§ **TASK TO CARRY OUT**:
Each entry below should be written out exactly as it is, with no pictures.

--- BEGIN ---

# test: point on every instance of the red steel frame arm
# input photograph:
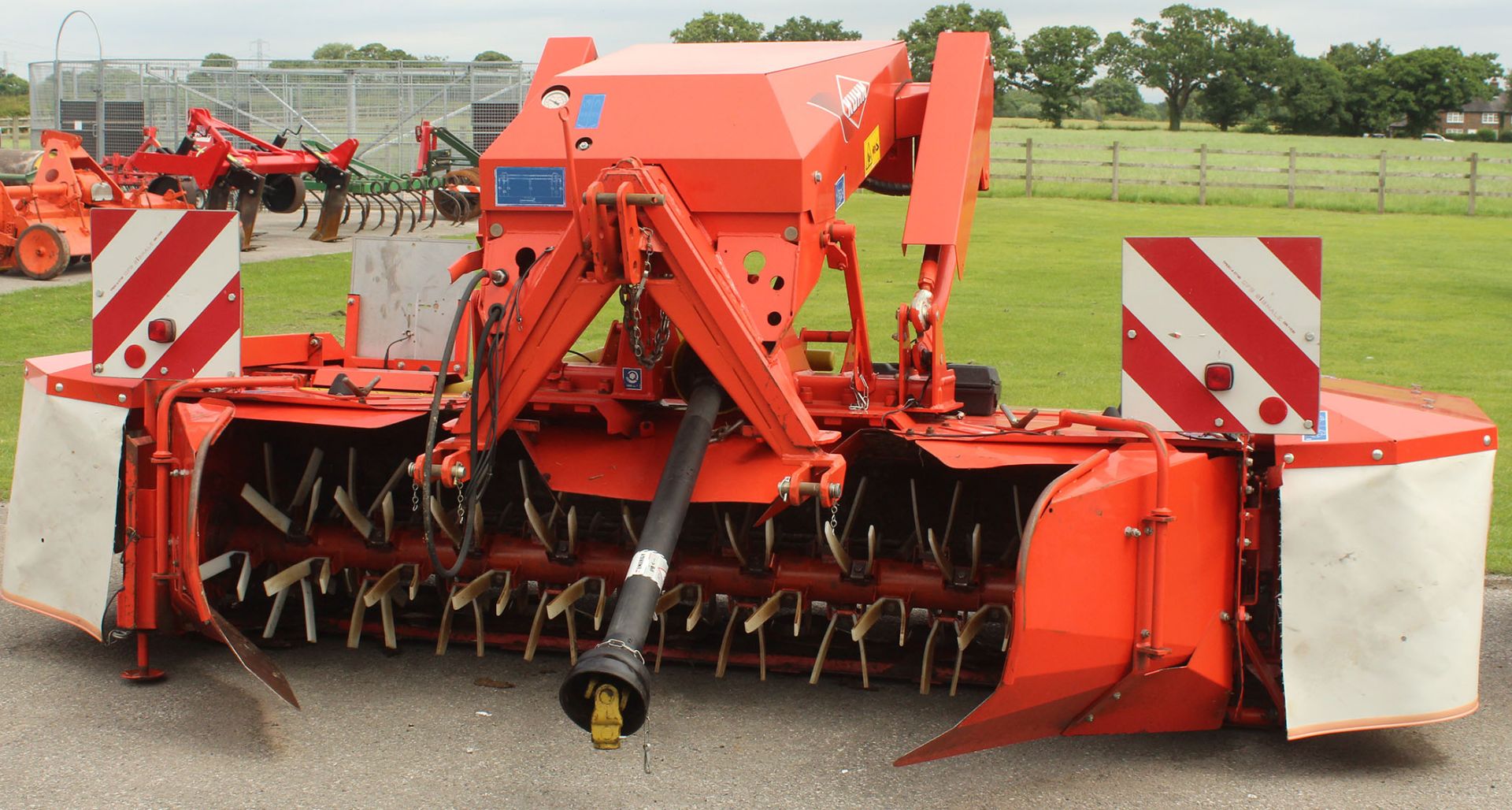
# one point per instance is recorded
(565, 292)
(950, 170)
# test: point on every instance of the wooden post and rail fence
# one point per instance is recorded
(1462, 176)
(16, 132)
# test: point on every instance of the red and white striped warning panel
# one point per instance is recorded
(1222, 333)
(167, 294)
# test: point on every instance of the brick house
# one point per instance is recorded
(1477, 115)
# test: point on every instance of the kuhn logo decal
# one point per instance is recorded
(849, 102)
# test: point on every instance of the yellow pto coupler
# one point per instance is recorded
(606, 715)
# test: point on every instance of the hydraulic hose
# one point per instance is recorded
(617, 660)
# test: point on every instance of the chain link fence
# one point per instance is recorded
(378, 103)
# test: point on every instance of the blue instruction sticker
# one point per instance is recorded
(529, 187)
(1322, 432)
(632, 379)
(590, 111)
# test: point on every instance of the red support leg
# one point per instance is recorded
(143, 673)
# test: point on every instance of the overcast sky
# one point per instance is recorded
(461, 28)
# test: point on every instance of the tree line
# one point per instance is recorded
(1207, 64)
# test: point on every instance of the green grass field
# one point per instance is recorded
(1148, 184)
(1406, 300)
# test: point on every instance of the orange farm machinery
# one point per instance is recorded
(44, 220)
(700, 479)
(235, 169)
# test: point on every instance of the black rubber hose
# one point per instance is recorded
(619, 659)
(430, 433)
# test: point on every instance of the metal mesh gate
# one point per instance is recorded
(378, 103)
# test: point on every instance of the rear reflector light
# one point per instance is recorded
(1217, 376)
(161, 330)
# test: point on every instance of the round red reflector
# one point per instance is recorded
(1273, 411)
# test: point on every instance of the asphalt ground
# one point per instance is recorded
(417, 730)
(274, 238)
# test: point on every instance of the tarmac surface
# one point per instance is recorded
(276, 238)
(417, 730)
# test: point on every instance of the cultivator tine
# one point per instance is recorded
(873, 612)
(224, 562)
(871, 550)
(268, 511)
(304, 210)
(279, 586)
(268, 473)
(927, 668)
(246, 205)
(836, 550)
(729, 635)
(455, 601)
(307, 481)
(333, 205)
(360, 522)
(941, 555)
(315, 499)
(966, 632)
(736, 544)
(540, 529)
(825, 650)
(667, 601)
(381, 594)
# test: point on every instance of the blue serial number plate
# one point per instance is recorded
(529, 187)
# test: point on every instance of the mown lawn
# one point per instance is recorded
(1054, 150)
(1406, 300)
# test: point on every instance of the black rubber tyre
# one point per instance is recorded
(41, 253)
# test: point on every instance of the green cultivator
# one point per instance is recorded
(372, 190)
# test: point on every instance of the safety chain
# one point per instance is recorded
(622, 645)
(631, 297)
(862, 391)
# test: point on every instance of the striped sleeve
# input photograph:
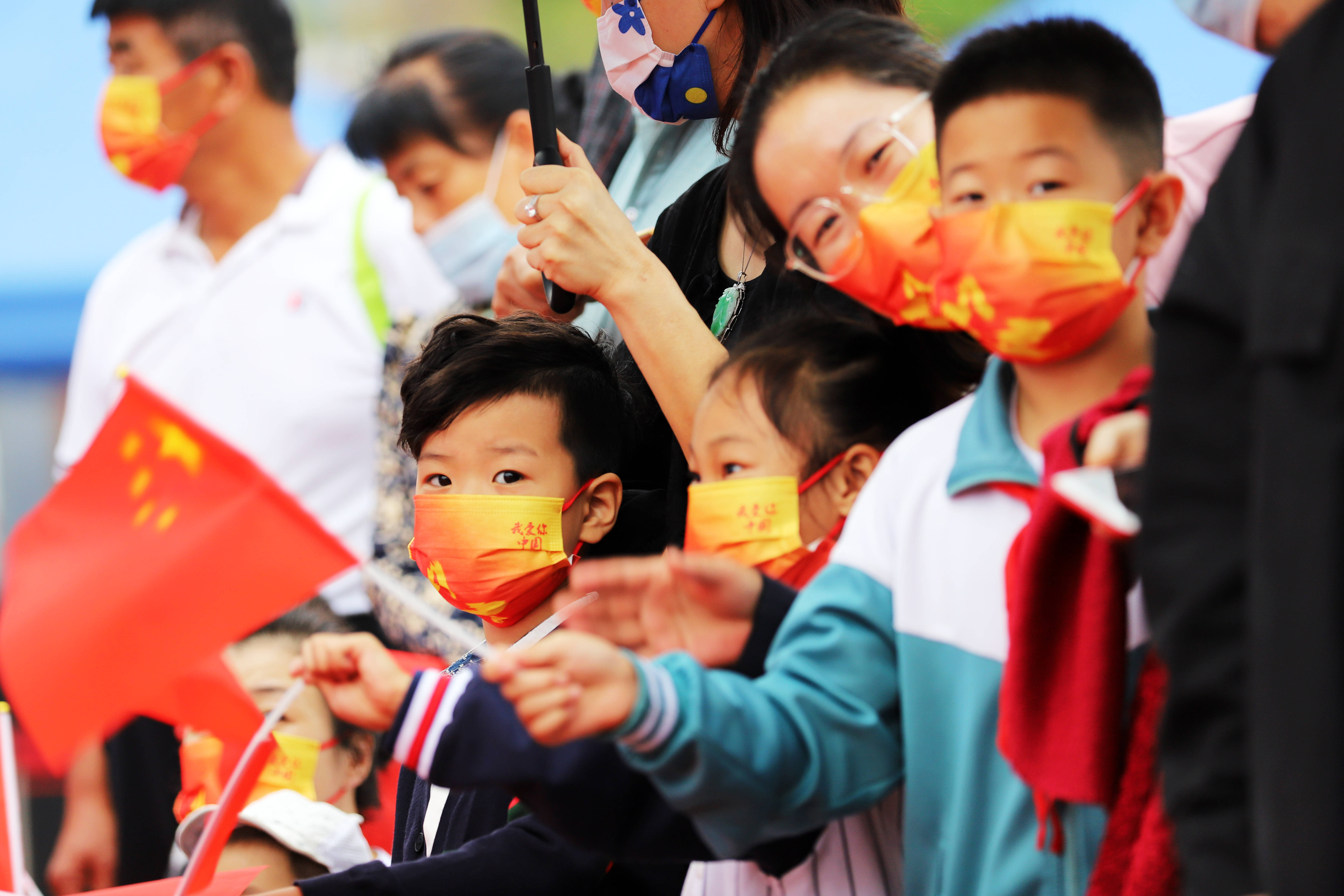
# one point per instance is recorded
(428, 711)
(655, 714)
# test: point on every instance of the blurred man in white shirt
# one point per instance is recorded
(261, 311)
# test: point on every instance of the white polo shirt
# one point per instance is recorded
(272, 348)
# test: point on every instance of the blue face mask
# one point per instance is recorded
(470, 244)
(667, 88)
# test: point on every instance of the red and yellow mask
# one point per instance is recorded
(134, 135)
(898, 253)
(492, 555)
(292, 766)
(756, 522)
(1034, 281)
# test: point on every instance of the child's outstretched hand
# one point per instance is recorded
(694, 602)
(357, 675)
(1119, 443)
(569, 686)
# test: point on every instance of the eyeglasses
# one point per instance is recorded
(824, 237)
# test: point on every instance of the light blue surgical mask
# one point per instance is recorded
(470, 244)
(1234, 19)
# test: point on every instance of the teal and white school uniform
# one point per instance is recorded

--- END ---

§ **EXERCISE ANSWER**:
# test: point on every instance of the red steel frame arm
# input photograph:
# one point per instance is recorded
(565, 292)
(950, 170)
# test: point on every instance of the wooden post and rail fence
# one point per instance is recorded
(1462, 176)
(16, 132)
# test: point on every instance of the red and white striped warning panel
# one point per instance is recorded
(1222, 333)
(167, 294)
# test: point on every instance of the brick house
# one point per instance is recorded
(1477, 115)
# test: point on every instance of the kuhn logo decal
# one point per instance is recorded
(849, 102)
# test: point on every instance of the yellow pto coupler
# one point per instance is recorded
(606, 715)
# test: point on every instance of the hydraulic hose
# one point per instance is recorded
(617, 660)
# test: point on every instance of the chain link fence
# one point per instance is recorded
(378, 103)
# test: point on every instance of the blue instruction sticker
# one point per instance is recorded
(529, 187)
(1322, 432)
(632, 379)
(590, 111)
# test: point on every instance of the red support leg
# one point per instance is recorded
(143, 673)
# test: point on every instance of the overcast sky
# one point per instance is recorded
(461, 28)
# test: point on every instance of the tree line
# one point per instance is recorded
(1207, 64)
# test: point on every instance of the green grass field
# one point per instance is recorded
(1148, 184)
(1406, 300)
# test: point on every instance of the orange farm machinery
# one point per instance is recorded
(44, 220)
(700, 479)
(235, 169)
# test: point on every instance of the black rubber hose
# one point per instance is recorded
(619, 659)
(430, 433)
# test: point on every instance of the metal mesh gate
# one point per instance is recorded
(378, 103)
# test: point on every instance of the rear reflector light
# one point per instance is recorded
(1217, 376)
(161, 330)
# test: point on every instance of the round red reflector
# one point per instance is recorded
(1273, 411)
# test: point on every instance of the asphalt ground
# one point per instance is recorded
(417, 730)
(274, 238)
# test: point on every instance of the tarmac surface
# one point per instance is recorded
(276, 238)
(417, 730)
# test: point on every instance of the cultivator tine
# one point per instance is recorded
(873, 612)
(224, 562)
(871, 550)
(268, 511)
(304, 210)
(279, 586)
(268, 473)
(927, 668)
(246, 205)
(836, 550)
(729, 635)
(455, 601)
(307, 481)
(333, 205)
(360, 522)
(941, 555)
(315, 499)
(966, 632)
(736, 544)
(540, 529)
(825, 650)
(667, 601)
(381, 594)
# test: point on every instance of the blue serial number plate
# one point per instance is recorded
(529, 187)
# test: point on every instance of the mown lawn
# one point per instance is recorded
(1054, 150)
(1406, 300)
# test: point on every instance of the black rubber tyre
# one point per instance is recorded
(41, 253)
# test: point on every instance of the green cultivator
# one point per instance is recorded
(372, 190)
# test: point on every instance of the safety chain
# one point per instance is recorded
(622, 645)
(631, 297)
(862, 391)
# test: point on every instance of the striped sleeve
# input photograph:
# one point per instance is recorded
(428, 711)
(655, 714)
# test: point on every instance of the blurred man in white shirt
# one point per instance is recorded
(261, 311)
# test: point on every instance of the white polo shirt
# one point per instance is recorded
(272, 348)
# test: point on every instance of the blue face mask
# one point per instance is recorded
(470, 244)
(667, 88)
# test: point on every instance of the red and yellow mask
# one point per instance is recorded
(134, 135)
(898, 253)
(492, 555)
(292, 766)
(756, 522)
(1034, 281)
# test: point on every instance of the child's outstretched hand
# one point per instance is recorded
(694, 602)
(357, 675)
(1119, 443)
(569, 686)
# test: point on every instance of the eyeglasses
# one point per instance is recorded
(824, 237)
# test: point on every instance of the light blue surgical mask
# one point per instance is recorded
(470, 244)
(1234, 19)
# test: point on every instance of the teal and white school uniform
# one point per instance is recorded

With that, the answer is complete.